*** LISTED RECORDS

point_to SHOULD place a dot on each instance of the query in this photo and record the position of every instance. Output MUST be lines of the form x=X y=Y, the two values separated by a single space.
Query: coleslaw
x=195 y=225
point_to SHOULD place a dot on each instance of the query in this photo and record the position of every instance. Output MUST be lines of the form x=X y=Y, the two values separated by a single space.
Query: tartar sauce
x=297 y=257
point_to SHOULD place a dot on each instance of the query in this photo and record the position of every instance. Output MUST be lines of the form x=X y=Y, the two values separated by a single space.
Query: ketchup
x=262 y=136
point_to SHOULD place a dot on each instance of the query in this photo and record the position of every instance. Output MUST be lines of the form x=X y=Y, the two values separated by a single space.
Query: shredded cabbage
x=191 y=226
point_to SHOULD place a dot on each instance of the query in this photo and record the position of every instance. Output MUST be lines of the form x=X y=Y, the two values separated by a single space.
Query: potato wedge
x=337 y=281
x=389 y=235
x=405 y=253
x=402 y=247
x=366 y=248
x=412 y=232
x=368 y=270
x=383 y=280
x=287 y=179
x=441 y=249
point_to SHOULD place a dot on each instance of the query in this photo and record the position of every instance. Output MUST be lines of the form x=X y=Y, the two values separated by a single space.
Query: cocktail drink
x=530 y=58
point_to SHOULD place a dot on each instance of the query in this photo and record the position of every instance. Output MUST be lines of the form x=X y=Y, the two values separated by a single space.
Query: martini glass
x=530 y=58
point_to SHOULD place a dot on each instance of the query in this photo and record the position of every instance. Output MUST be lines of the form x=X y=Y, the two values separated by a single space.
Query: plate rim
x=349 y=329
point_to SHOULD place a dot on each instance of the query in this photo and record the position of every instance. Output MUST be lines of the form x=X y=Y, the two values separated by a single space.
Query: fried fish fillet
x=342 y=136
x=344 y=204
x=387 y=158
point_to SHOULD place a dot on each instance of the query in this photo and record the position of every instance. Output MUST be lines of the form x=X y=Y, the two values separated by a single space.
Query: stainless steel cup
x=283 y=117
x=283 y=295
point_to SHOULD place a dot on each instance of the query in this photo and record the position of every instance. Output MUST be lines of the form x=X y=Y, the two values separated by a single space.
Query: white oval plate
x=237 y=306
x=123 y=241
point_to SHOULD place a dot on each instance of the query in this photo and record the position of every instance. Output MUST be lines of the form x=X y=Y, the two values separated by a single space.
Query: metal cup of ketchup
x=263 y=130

******

_PROBLEM STATEMENT_: Retype every record above exactly as it appears.

_TASK RESULT_:
point_to SHOULD place a dot on each instance of the query in this photo and record the position of every instance. Output MUST be lines of the form x=X y=Y, the two values separated by a single space.
Query: coleslaw
x=195 y=225
point_to SHOULD place a dot on each instance of the query in this photo and record the position of every instance. Output MUST be lines of the form x=X y=Y, the two values separated by a single space.
Query: tartar sauce
x=297 y=257
point_to SHOULD place a dot on each instance of the query in this photo and record the position of every instance. Output MUST be lines of the form x=X y=Y, the two values separated by a single space.
Query: ketchup
x=262 y=136
point_to SHOULD place a dot on each instance of the query in this photo and record the position of every instance. Output MUST be lines of the form x=X y=Y, the two values separated by a single space.
Query: shredded cabbage
x=191 y=226
point_to SHOULD place a dot on each instance of the query in this photo and record the position of every instance. Output MUST be lines of the form x=X y=Y, the two values separated by a single space.
Query: potato wedge
x=337 y=281
x=389 y=235
x=405 y=253
x=402 y=247
x=366 y=248
x=412 y=232
x=368 y=270
x=383 y=280
x=287 y=179
x=441 y=249
point_to SHOULD place a dot on each instance of the query in this photo and record the position of every instance. Output MUST be lines of the form x=X y=Y, the two values separated by a single space.
Query: cocktail drink
x=530 y=58
point_to SHOULD place a dot on each instance of the query in this photo and record the position of every instance. Output MUST be lines of the form x=X y=Y, the two values separated by a single space.
Query: martini glass
x=530 y=58
point_to SHOULD place a dot on each instance of the query in this photo and record the position of every instance. Output MUST be lines of the form x=X y=Y, the two values separated by a single space.
Query: plate rim
x=349 y=329
point_to SHOULD place a dot on each instance of the query in this photo and record the position of every instance. Output MUST be lines of the form x=X y=Y, the two values separated by a single space.
Query: fried fish fillet
x=342 y=136
x=344 y=204
x=387 y=158
point_to SHOULD place a dot on each instance of the query in this photo and record the position of every instance. Output MUST be lines of the form x=X y=Y, the two values separated by a single space.
Query: stainless steel cup
x=283 y=117
x=283 y=295
point_to SHOULD place a dot on each instance of the query in this photo and record the position of every instance. Output MUST be lines of the form x=X y=Y, the two values separated by a single space.
Query: white oval plate
x=237 y=306
x=123 y=241
point_to SHOULD place a dot on each instance of the query in this photo and record the position of every instance. Output MUST be lines of the form x=X y=Y, the two values separated by a single space.
Query: metal cup of ketchup
x=263 y=130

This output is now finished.